* _BRONTEKST_
Feeds:
Berichten
Reacties

Archive for april, 2017

(lees eventueel eerst het voorgaande deel)

Mijn omgeving hielp niet. Tegen wie ik ook zei: ‘De borders gaan eruit’, telkens weer kwam de tegenreactie: ‘Je bloemen?! Nee, dat ga je toch niet doen?’

Steenbokjes hebben echter een sterke wil. En hoe hard het vooruitzicht ook was: ik wist dat het de enige manier was om meer tijd te hebben voor kinderen, familie, vrienden, manlief (god weet: misschien zelfs voor mezelf! 🙂 ).

Op een blauwe maandag vertrok ik in de vroege ochtend naar mijn werk, terwijl meneer onderdeappelboom en schoonpapa hun gereedschap slepen voor de ingrijpende operatie. ‘Je ben het zeker hé?’, vroeg meneer onderdeappelboom bezorgd. ‘Het moet,’ knikte ik.

Die avond, een mooie herfstdag met roodgeel avondlicht en nog wat zomerwarmte die als nevels tussen de bladverliezende takken blijft hangen, zag de tuin er anders uit. (foto vanop een andere dag, weliswaar…)

tuin3

 

‘Het ging beter dan verwacht’, zei meneer onderdeappelboom. ‘Ik heb in één keer zelfs al je kasseien kunnen uithalen’, zei schoonpapa. ‘En alles is ook al in het containerpark,’ vulde meneer onderdeappelboom aan. Want hoe ecologisch ik ook wil zijn: mijn verstand is soms zwakker dan mijn hart. Hoewel ik wist dat het fout was, kon ik de gedachte niet aan dat mijn planten elders zouden staan. En in een andere tuin de tuinier gelukkig zouden maken terwijl ik het zonder dat geluk moest doen. Naar het containerpark, was de boodschap dus. Alleen enkele bijzondere planten (de roos uit de tuin van grootvader, de phlomis van Ben-uit-de-commentaren, de margrieten van grootmoeder, enz.) waren vooraf al uit de borders gehaald en zou ik gebruiken om ook in het binnentuintje wat herstel te plegen na overwoekering door anemonen, mos en kruipende boterbloem. Daarmee was alles dus klaar voor het inzaaien van een piekfijn gazonnetje. Want al zien de stroken aarde eruit als het begin, het zou vooral het einde zijn. Van werk. En bloemen. We dronken er een glaasje wijn op. Hèhè, nooit meer in de borders wieden ten koste van de kinderen! Ik keek zo blij als ik kon…

 

tuin4

 

De volgende dag, na het werk, liet meneer onderdeappelboom weten dat hij even weg was. Niet lang. Een half uurtje ofzo.

Bij terugkomst bleek hij met de remorque vertrokken te zijn. En bij thuiskomst nam hij de kruiwagen, reed er een keer of drie mee naar de kar, en haalde daar allerlei wortelkluiten uit die hij in het gras naast de vroegere borders zette. ‘Zo,’ zei hij, ‘dat is wat ik in het containerpark nog terugvond en dacht te herkennen.’

‘Maar wat doe je nu?!’ riep ik.

* _VERZAMELDE GEGEVENS_
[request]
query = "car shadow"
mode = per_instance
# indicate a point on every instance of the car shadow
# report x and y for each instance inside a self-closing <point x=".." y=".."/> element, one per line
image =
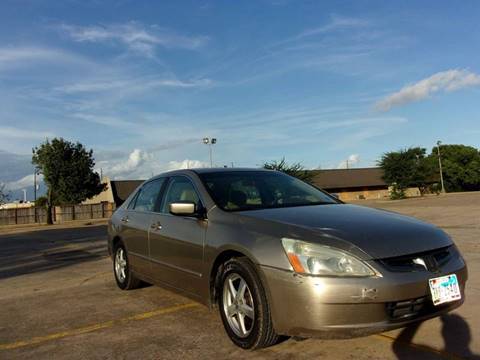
<point x="456" y="336"/>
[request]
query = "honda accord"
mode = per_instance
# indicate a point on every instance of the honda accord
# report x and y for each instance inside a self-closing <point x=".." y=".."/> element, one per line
<point x="279" y="257"/>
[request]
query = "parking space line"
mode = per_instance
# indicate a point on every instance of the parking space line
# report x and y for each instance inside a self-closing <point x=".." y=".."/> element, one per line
<point x="87" y="329"/>
<point x="425" y="348"/>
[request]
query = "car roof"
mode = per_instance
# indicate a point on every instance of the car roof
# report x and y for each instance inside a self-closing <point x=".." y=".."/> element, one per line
<point x="225" y="170"/>
<point x="206" y="171"/>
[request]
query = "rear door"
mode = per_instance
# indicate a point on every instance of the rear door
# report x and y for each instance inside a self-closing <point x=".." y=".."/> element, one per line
<point x="176" y="242"/>
<point x="136" y="223"/>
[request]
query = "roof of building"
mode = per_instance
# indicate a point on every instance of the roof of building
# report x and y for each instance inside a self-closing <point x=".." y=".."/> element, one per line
<point x="121" y="189"/>
<point x="348" y="178"/>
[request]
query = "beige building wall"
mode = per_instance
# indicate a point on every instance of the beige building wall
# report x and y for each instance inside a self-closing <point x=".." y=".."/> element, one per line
<point x="373" y="194"/>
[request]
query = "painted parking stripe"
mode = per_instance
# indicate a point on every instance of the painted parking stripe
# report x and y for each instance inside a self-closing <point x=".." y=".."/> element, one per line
<point x="425" y="348"/>
<point x="95" y="327"/>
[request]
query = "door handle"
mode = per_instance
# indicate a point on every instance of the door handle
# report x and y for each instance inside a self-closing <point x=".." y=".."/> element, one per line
<point x="156" y="226"/>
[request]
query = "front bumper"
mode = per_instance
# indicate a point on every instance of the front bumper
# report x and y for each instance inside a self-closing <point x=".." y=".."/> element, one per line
<point x="328" y="307"/>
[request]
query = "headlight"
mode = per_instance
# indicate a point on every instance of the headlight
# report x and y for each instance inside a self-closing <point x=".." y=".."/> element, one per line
<point x="308" y="258"/>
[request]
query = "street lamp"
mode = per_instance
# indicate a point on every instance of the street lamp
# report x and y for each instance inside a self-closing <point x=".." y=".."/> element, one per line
<point x="35" y="186"/>
<point x="210" y="142"/>
<point x="440" y="165"/>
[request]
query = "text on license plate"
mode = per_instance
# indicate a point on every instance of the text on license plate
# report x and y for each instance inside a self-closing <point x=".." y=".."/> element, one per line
<point x="444" y="289"/>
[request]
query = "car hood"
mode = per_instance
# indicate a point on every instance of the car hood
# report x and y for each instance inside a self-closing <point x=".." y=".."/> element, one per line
<point x="378" y="233"/>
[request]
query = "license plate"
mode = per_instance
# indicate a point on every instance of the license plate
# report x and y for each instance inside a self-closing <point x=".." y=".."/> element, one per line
<point x="444" y="289"/>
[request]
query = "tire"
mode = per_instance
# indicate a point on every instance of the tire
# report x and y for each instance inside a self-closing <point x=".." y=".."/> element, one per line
<point x="125" y="279"/>
<point x="257" y="330"/>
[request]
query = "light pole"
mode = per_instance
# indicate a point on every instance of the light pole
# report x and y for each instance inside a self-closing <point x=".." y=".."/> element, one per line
<point x="35" y="173"/>
<point x="440" y="165"/>
<point x="210" y="142"/>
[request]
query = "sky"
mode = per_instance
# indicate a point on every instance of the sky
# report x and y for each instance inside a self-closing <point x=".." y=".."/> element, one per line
<point x="141" y="83"/>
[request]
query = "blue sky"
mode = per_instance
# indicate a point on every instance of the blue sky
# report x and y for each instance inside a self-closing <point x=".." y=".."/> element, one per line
<point x="317" y="82"/>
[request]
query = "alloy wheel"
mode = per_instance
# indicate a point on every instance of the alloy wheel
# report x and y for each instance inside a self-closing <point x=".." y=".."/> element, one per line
<point x="238" y="305"/>
<point x="120" y="265"/>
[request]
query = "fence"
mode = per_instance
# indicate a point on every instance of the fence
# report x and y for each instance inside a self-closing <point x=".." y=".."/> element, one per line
<point x="60" y="214"/>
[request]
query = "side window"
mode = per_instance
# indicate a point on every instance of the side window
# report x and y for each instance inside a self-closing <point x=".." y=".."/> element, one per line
<point x="147" y="199"/>
<point x="180" y="189"/>
<point x="131" y="204"/>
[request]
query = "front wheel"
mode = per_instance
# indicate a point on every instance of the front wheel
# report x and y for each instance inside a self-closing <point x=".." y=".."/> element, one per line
<point x="125" y="279"/>
<point x="244" y="307"/>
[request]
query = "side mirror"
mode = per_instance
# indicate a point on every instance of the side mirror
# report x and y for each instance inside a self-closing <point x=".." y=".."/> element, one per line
<point x="183" y="208"/>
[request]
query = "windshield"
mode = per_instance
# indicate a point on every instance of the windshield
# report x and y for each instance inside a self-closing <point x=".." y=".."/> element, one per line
<point x="250" y="190"/>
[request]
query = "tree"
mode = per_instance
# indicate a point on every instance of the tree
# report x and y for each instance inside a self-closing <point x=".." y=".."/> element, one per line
<point x="67" y="170"/>
<point x="460" y="165"/>
<point x="296" y="169"/>
<point x="3" y="194"/>
<point x="408" y="168"/>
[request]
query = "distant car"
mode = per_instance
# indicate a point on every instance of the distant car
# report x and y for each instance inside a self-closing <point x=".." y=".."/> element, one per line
<point x="281" y="257"/>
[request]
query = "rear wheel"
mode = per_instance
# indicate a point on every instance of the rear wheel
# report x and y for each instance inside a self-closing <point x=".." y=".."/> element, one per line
<point x="125" y="279"/>
<point x="244" y="307"/>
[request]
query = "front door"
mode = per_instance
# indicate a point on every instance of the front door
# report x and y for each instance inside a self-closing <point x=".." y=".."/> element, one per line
<point x="176" y="242"/>
<point x="136" y="223"/>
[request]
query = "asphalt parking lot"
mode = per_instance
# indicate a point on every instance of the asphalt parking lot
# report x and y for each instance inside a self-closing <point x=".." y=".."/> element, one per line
<point x="58" y="299"/>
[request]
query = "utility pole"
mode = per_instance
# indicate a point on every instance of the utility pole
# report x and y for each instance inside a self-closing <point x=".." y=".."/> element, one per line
<point x="36" y="172"/>
<point x="440" y="165"/>
<point x="210" y="142"/>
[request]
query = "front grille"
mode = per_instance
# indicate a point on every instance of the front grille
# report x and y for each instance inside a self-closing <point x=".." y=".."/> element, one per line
<point x="429" y="260"/>
<point x="413" y="308"/>
<point x="400" y="310"/>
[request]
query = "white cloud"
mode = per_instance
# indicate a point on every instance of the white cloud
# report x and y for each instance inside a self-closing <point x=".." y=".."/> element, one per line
<point x="186" y="164"/>
<point x="135" y="36"/>
<point x="16" y="56"/>
<point x="11" y="132"/>
<point x="141" y="164"/>
<point x="350" y="162"/>
<point x="123" y="168"/>
<point x="450" y="80"/>
<point x="336" y="23"/>
<point x="133" y="85"/>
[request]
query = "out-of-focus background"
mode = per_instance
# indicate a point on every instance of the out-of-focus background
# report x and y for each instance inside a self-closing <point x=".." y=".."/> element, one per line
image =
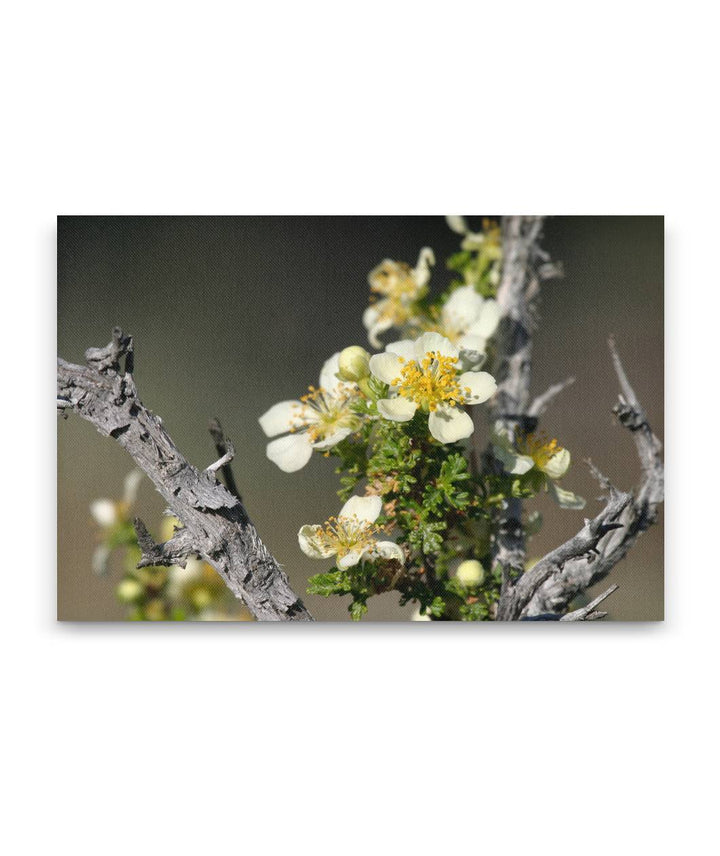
<point x="232" y="314"/>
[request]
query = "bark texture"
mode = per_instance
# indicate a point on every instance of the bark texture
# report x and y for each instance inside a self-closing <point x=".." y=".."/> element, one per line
<point x="215" y="523"/>
<point x="548" y="588"/>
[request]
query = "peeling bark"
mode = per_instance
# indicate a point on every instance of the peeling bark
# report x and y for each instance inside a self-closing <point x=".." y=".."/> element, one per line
<point x="215" y="523"/>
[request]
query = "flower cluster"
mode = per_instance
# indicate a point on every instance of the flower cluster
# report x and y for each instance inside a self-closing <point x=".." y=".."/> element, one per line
<point x="195" y="592"/>
<point x="398" y="421"/>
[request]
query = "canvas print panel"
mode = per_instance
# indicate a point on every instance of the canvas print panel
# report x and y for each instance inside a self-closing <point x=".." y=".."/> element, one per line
<point x="432" y="418"/>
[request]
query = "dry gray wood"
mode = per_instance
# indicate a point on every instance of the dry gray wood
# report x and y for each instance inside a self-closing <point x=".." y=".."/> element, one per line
<point x="552" y="586"/>
<point x="524" y="265"/>
<point x="215" y="523"/>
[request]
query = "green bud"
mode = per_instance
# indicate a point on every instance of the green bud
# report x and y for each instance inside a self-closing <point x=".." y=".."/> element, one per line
<point x="354" y="364"/>
<point x="129" y="590"/>
<point x="470" y="572"/>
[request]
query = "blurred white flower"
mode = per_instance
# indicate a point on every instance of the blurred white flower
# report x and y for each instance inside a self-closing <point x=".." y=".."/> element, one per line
<point x="546" y="455"/>
<point x="399" y="286"/>
<point x="319" y="420"/>
<point x="350" y="536"/>
<point x="425" y="374"/>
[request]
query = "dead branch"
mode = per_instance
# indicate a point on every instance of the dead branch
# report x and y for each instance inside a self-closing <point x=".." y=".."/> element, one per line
<point x="215" y="523"/>
<point x="590" y="555"/>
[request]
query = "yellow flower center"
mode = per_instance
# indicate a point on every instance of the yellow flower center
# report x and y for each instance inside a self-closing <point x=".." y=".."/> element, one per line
<point x="342" y="535"/>
<point x="393" y="279"/>
<point x="432" y="382"/>
<point x="539" y="448"/>
<point x="322" y="413"/>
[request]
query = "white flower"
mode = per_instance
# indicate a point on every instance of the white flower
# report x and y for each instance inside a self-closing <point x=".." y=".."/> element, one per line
<point x="400" y="286"/>
<point x="104" y="511"/>
<point x="319" y="420"/>
<point x="468" y="319"/>
<point x="108" y="512"/>
<point x="350" y="536"/>
<point x="470" y="572"/>
<point x="424" y="374"/>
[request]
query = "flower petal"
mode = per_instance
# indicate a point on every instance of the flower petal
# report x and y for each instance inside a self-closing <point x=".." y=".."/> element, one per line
<point x="387" y="550"/>
<point x="481" y="385"/>
<point x="365" y="508"/>
<point x="512" y="462"/>
<point x="434" y="342"/>
<point x="104" y="511"/>
<point x="421" y="272"/>
<point x="558" y="465"/>
<point x="404" y="348"/>
<point x="281" y="417"/>
<point x="291" y="452"/>
<point x="487" y="320"/>
<point x="332" y="439"/>
<point x="397" y="409"/>
<point x="311" y="545"/>
<point x="565" y="498"/>
<point x="386" y="367"/>
<point x="349" y="560"/>
<point x="450" y="424"/>
<point x="462" y="308"/>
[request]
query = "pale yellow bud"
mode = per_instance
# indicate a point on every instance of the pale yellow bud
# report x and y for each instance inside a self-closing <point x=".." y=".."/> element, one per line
<point x="558" y="465"/>
<point x="129" y="590"/>
<point x="470" y="572"/>
<point x="354" y="364"/>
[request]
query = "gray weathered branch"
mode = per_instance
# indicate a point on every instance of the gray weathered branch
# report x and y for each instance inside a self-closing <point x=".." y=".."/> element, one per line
<point x="590" y="555"/>
<point x="524" y="265"/>
<point x="216" y="525"/>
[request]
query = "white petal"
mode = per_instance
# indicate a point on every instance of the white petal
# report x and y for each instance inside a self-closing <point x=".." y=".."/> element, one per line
<point x="104" y="511"/>
<point x="565" y="498"/>
<point x="387" y="550"/>
<point x="457" y="224"/>
<point x="558" y="465"/>
<point x="332" y="439"/>
<point x="375" y="324"/>
<point x="487" y="319"/>
<point x="311" y="545"/>
<point x="349" y="559"/>
<point x="470" y="342"/>
<point x="450" y="424"/>
<point x="397" y="409"/>
<point x="404" y="348"/>
<point x="462" y="308"/>
<point x="422" y="268"/>
<point x="386" y="367"/>
<point x="281" y="417"/>
<point x="481" y="384"/>
<point x="434" y="342"/>
<point x="513" y="463"/>
<point x="365" y="508"/>
<point x="291" y="452"/>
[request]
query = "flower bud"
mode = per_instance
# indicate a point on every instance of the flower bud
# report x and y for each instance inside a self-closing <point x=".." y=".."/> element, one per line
<point x="354" y="364"/>
<point x="558" y="465"/>
<point x="129" y="590"/>
<point x="470" y="572"/>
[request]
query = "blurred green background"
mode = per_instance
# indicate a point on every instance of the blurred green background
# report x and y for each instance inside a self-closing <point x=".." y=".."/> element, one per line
<point x="232" y="314"/>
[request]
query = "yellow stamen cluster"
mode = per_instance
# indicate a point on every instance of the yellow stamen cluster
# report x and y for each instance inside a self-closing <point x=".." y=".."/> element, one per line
<point x="432" y="382"/>
<point x="539" y="448"/>
<point x="342" y="535"/>
<point x="393" y="279"/>
<point x="322" y="413"/>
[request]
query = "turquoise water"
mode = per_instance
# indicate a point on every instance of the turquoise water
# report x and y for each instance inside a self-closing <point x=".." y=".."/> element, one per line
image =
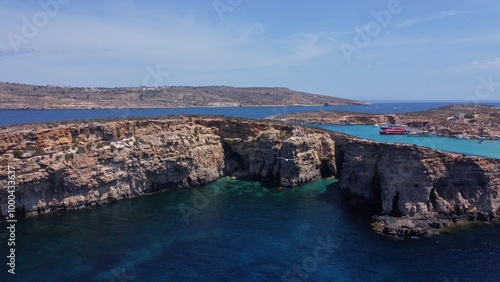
<point x="490" y="148"/>
<point x="242" y="231"/>
<point x="10" y="117"/>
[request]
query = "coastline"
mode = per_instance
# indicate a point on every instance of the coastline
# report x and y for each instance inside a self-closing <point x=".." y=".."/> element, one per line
<point x="68" y="166"/>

* _UITDAGINGEN_
a. Wat had schoonpapa volgens de tekst over de tuin in één keer kunnen uithalen?
b. Zet de tekst over de tuin voort na de laatste zin.
De lijst heeft niets te maken met de tekst over de tuin.

* _DE RESULTATEN_
a. Al haar kasseien.

b.
‘Ik zie het toch aan je ogen’, hoofdschudde meneer onderdeappelboom. ‘Jij kan dat niet, zonder bloemen. Zorg maar dat je er tegen de lente een plek voor hebt.’ En na een pauze. ‘En ik mis die borders ook.’

De hele winter lang bleven de wortelkluiten op het gazon liggen. Ik keek ernaar in een voortdurende ja-nee-discussie met mezelf. ‘O joepie, weer bloemen’. ‘Nee, geen bloemen, daar heb je geen tijd voor. ‘Maar gewoon een klein perkje dan.’ ‘Je kent jezelf, jij kan dat niet: kleine perkjes.’ ‘Ik moet toch ook aan de bijen denken.’ ‘Die bijen zijn maar een excuus, dat besef je toch ook?’.

‘Wat ga je met die grond doen, nu?’, vroeg de mama van het buurmeisje op een winterdag (aanpalende tuinen, met wederzijdse instemming zonder haag, waardoor onze praatjes zowat altijd over elkaars tuinen gaan :- ).

‘Ik twijfel,’ zei ik. ‘Ik wou er gras op zetten. Maar als ik één iets geleerd heb, is dat je gras nooit meer weg krijgt. En er zijn dingen die misschien toch leuker zijn voor de kinderen dan gras.’

‘Leg er gewoon plastic op,’ zei de mama van het buurmeisje. ‘Een leven verandert zo snel.  Misschien heb je binnen een paar jaar wel weer tijd voor bloemen.’

Kijk, dat had ze nu niet moeten zeggen 🙂 Alleen: plastic is natuurlijk niet zo mooi. Houtschors dan misschien? Wacht, als ik daar voor de kinderen nu eens boomstammetjes zou op plaatsen? Of iets met water? Waar was pinterest nu ook al weer. Ha: speelnatuur, levert leuke ideetjes op!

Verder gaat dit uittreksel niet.